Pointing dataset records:
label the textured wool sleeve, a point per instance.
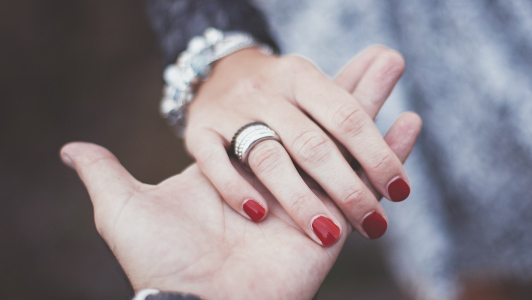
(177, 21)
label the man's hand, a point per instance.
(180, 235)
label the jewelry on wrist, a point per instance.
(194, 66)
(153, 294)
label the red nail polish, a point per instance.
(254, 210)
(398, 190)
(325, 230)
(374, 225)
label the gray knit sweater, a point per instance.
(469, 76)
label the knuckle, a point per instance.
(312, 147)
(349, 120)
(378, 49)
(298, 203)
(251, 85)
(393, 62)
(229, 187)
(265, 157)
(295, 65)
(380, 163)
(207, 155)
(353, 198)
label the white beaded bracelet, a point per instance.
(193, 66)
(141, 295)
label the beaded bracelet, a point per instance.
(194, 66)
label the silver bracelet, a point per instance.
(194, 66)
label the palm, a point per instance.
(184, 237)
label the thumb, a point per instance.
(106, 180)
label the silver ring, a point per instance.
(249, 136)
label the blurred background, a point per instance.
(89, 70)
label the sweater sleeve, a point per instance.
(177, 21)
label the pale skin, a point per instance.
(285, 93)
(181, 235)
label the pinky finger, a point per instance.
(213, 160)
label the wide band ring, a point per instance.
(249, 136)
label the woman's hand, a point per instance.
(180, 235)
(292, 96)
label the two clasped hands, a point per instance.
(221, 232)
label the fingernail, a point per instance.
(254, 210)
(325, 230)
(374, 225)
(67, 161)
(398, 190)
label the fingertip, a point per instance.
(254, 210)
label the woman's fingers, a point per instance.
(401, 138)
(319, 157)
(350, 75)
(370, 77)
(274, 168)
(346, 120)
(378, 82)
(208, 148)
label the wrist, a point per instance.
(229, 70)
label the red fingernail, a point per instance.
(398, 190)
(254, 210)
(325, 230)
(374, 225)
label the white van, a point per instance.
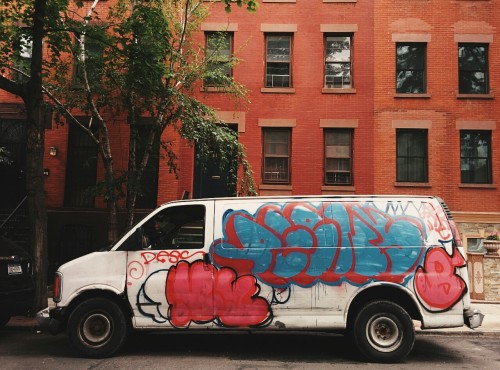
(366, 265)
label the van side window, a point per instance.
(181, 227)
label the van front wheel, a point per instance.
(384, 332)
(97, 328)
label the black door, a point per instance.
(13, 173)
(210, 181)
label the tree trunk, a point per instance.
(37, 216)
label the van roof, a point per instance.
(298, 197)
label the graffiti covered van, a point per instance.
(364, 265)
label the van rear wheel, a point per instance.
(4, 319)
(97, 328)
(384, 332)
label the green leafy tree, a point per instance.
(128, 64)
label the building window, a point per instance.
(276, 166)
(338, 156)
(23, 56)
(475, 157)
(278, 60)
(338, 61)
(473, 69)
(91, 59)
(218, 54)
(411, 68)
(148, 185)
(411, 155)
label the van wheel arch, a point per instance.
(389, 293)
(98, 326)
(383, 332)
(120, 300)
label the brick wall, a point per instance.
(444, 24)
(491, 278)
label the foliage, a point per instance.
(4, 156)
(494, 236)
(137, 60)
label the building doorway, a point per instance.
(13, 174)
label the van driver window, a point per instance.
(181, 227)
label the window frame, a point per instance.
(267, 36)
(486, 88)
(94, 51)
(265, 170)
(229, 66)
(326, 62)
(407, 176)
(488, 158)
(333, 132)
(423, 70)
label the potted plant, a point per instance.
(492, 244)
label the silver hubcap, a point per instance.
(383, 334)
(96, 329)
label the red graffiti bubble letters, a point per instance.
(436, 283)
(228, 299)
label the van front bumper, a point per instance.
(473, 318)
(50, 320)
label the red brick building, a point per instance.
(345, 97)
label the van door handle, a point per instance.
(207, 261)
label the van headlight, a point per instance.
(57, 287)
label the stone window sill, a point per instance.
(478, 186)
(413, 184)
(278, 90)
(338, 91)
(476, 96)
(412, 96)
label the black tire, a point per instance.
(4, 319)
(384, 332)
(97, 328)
* * *
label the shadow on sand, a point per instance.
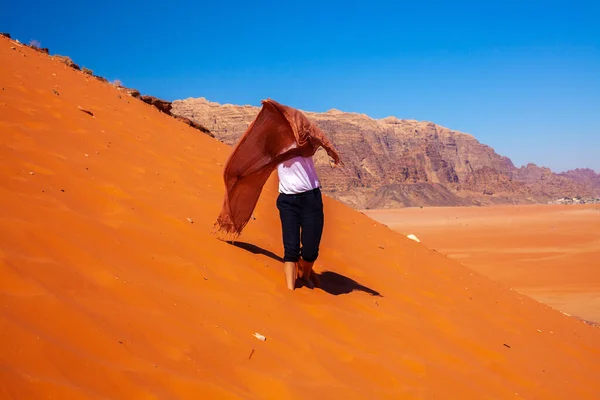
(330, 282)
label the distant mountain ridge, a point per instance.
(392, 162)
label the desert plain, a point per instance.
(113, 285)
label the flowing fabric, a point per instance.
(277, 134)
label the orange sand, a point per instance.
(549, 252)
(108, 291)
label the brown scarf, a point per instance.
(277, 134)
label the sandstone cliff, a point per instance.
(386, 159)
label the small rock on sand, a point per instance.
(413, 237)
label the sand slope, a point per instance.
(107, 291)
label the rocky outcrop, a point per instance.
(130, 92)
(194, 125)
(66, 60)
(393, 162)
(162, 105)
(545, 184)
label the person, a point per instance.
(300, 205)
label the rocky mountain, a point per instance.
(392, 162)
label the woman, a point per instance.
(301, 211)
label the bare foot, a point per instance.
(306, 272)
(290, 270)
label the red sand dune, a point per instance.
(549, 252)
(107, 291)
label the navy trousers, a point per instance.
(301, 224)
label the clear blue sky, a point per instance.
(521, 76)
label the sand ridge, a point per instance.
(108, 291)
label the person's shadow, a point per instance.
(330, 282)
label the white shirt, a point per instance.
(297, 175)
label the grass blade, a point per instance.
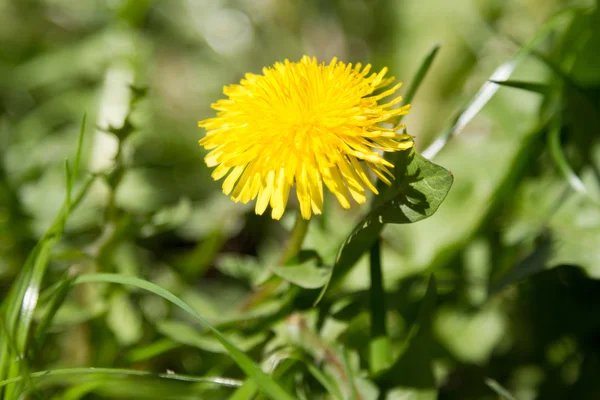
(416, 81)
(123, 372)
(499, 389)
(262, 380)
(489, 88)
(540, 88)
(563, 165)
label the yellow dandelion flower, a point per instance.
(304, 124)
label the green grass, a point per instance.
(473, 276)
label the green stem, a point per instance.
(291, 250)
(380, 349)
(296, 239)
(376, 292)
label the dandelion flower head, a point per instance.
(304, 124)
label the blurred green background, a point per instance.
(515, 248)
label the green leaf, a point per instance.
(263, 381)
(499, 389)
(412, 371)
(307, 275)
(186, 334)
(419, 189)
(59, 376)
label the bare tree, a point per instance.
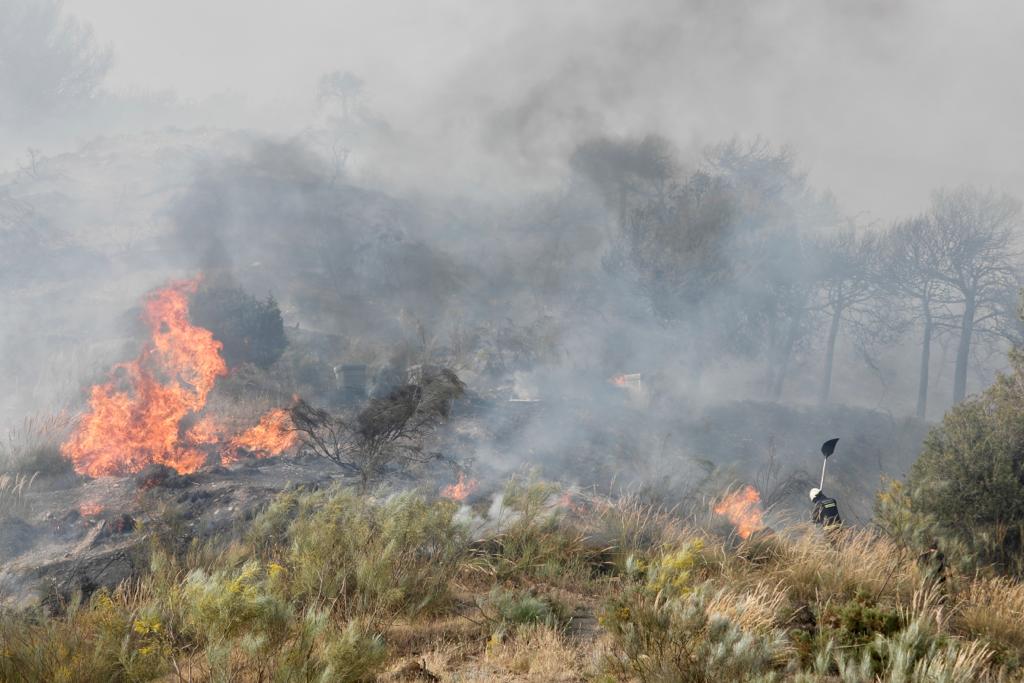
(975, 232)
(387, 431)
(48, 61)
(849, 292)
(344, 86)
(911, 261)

▸ The task:
Collect every line of the records that contains the string "dandelion", treating uppercase and lowercase letters as different.

▸ Response for this exercise:
label the yellow dandelion flower, a point per instance.
label the dandelion flower head, a point per instance.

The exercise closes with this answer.